Which lines in the data below contain the word "target"? Pull each of them out.

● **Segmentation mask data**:
● ● ●
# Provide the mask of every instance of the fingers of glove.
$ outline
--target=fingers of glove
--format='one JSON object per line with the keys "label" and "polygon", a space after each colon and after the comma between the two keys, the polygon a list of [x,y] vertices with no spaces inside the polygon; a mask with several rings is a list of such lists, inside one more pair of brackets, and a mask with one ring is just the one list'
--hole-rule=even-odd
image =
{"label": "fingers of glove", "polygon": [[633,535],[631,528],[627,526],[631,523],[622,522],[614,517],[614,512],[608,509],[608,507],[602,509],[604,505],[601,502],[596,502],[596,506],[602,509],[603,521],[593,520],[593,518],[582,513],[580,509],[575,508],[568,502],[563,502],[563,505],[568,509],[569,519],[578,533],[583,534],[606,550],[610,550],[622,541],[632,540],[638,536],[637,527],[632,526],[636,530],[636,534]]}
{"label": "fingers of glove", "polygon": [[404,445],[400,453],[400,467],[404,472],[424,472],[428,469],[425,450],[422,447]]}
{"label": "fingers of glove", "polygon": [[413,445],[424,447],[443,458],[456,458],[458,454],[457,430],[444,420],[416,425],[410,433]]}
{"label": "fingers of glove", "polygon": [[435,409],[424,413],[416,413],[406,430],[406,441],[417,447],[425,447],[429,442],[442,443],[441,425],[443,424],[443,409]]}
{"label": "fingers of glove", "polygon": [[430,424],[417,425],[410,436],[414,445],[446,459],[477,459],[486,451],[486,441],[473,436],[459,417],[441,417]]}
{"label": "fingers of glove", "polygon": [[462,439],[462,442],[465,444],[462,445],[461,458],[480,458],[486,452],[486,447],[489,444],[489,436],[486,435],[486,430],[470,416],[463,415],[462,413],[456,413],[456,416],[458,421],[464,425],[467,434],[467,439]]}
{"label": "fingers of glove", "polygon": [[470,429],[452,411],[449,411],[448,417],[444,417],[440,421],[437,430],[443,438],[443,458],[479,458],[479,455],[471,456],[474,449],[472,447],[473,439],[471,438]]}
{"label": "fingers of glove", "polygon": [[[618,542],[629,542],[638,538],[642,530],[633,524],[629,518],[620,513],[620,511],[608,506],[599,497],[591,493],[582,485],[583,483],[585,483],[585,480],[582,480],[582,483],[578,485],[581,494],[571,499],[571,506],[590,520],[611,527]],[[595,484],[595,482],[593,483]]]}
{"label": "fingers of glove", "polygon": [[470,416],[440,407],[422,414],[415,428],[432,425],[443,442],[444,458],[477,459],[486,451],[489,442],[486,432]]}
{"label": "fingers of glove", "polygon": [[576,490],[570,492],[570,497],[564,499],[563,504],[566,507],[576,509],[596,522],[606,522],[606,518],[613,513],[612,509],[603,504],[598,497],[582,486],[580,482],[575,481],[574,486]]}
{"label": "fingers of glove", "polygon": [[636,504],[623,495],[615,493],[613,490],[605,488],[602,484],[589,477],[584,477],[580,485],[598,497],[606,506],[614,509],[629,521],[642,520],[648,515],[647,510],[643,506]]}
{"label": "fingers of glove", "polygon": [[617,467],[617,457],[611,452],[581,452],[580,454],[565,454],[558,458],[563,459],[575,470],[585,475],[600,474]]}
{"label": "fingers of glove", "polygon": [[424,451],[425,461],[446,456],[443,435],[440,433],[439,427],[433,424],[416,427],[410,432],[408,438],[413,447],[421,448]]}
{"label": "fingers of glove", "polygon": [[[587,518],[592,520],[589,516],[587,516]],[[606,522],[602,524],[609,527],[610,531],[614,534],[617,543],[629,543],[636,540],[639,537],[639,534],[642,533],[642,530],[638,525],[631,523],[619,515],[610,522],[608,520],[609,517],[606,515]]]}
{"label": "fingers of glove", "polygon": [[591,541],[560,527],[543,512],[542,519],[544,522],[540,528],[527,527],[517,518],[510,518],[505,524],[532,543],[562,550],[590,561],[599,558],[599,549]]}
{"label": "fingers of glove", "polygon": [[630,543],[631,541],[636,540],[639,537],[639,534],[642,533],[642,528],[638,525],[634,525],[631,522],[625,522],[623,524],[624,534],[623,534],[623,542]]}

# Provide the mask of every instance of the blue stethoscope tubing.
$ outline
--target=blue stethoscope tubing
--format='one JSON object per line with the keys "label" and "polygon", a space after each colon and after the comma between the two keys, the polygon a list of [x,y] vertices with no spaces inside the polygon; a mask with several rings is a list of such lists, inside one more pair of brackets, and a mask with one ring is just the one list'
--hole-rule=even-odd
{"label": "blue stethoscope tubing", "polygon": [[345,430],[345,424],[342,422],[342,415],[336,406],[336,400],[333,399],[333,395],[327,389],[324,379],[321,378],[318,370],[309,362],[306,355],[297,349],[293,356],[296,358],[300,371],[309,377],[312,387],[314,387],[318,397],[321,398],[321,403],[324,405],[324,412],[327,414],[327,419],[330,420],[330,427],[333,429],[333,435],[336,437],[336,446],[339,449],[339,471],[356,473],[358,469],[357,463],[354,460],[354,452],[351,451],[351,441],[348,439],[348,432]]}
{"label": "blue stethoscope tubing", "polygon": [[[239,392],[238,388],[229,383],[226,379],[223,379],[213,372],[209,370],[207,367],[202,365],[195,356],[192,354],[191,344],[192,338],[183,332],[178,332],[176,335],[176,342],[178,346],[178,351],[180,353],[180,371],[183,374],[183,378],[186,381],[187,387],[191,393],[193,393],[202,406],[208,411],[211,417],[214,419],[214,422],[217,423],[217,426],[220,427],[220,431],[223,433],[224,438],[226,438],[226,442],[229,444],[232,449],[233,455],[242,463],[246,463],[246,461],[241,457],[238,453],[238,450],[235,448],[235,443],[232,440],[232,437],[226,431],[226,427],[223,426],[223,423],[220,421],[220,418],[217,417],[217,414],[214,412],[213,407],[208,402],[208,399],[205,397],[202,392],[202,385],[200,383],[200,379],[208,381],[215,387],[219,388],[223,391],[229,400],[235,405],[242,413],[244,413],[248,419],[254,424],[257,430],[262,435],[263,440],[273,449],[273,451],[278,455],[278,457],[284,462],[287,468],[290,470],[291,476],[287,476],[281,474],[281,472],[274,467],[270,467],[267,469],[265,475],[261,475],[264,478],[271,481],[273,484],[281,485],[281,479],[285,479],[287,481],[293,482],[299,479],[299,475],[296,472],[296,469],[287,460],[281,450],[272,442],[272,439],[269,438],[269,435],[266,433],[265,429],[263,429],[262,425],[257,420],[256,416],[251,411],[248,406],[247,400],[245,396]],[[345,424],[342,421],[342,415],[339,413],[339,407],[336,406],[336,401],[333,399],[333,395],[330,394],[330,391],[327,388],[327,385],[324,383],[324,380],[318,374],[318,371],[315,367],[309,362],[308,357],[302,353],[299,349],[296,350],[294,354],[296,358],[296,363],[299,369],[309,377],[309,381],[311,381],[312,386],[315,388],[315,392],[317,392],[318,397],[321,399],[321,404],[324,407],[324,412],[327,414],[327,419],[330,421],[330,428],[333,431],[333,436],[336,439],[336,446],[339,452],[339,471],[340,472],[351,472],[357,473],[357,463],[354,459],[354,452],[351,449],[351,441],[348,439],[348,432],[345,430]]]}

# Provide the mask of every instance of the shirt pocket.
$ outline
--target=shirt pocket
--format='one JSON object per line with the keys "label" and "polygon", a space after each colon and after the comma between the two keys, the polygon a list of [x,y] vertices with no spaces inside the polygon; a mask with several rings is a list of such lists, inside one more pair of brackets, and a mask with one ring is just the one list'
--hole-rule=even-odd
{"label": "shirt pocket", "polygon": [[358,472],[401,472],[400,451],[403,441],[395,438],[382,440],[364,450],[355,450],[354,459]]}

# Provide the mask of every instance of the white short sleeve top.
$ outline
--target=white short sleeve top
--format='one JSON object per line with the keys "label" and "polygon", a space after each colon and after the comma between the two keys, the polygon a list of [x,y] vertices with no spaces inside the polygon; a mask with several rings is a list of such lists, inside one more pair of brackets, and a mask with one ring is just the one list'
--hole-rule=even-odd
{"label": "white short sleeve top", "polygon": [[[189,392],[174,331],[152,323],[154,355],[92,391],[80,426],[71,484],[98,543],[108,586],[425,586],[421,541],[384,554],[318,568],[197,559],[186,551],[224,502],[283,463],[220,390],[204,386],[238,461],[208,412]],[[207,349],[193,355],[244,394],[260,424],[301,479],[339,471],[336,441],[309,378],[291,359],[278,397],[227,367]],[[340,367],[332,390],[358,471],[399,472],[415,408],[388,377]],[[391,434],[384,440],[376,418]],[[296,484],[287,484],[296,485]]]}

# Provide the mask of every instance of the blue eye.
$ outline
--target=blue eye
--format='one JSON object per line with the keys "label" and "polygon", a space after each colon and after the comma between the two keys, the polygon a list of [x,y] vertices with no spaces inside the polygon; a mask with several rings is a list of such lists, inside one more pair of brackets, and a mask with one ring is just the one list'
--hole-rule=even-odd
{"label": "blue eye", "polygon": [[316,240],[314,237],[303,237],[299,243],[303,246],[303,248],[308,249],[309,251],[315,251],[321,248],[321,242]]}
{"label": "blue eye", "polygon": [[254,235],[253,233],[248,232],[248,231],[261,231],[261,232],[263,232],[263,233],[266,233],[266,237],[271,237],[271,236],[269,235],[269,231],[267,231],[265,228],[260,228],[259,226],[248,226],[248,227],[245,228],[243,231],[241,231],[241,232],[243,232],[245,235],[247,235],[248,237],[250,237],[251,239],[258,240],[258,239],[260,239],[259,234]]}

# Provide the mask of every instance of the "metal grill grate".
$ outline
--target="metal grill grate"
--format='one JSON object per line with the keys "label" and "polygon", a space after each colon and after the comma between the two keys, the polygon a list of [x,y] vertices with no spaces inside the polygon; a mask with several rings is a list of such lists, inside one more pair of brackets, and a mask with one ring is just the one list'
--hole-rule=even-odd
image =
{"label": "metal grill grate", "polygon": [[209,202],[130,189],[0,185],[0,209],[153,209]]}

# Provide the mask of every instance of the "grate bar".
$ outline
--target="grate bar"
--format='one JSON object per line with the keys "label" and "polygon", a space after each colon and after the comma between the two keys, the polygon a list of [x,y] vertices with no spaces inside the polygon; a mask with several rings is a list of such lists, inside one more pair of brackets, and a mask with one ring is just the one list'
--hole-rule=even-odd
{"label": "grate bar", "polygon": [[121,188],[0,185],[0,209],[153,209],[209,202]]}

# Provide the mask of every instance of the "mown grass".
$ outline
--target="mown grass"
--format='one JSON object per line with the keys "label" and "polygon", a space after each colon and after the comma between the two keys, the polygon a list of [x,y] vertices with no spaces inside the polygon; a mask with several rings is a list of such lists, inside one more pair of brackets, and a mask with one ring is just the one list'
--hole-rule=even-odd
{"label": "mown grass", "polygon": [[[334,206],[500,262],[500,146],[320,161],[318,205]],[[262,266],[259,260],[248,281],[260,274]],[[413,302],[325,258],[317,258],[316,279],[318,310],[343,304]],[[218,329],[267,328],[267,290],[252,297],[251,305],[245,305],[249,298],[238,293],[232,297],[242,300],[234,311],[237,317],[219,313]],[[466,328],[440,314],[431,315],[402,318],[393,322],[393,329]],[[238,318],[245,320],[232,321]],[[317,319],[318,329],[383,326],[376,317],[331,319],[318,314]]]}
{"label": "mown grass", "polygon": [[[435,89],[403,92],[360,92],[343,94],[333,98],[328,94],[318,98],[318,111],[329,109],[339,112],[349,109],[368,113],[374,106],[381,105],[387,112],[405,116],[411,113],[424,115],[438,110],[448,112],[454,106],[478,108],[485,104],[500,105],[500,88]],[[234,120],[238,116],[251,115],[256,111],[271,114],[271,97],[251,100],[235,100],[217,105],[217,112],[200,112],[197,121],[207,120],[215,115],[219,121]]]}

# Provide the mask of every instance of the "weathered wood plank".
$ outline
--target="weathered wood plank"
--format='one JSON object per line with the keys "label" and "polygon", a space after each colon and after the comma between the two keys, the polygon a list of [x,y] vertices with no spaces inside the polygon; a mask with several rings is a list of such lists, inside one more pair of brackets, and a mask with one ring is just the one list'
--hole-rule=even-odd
● ● ●
● **Response to the task**:
--target=fingers of glove
--target=blue stethoscope tubing
--target=shirt pocket
--target=white short sleeve top
--target=blue eye
--target="metal grill grate"
--target="grate bar"
--target="mown grass"
--target="weathered wood plank"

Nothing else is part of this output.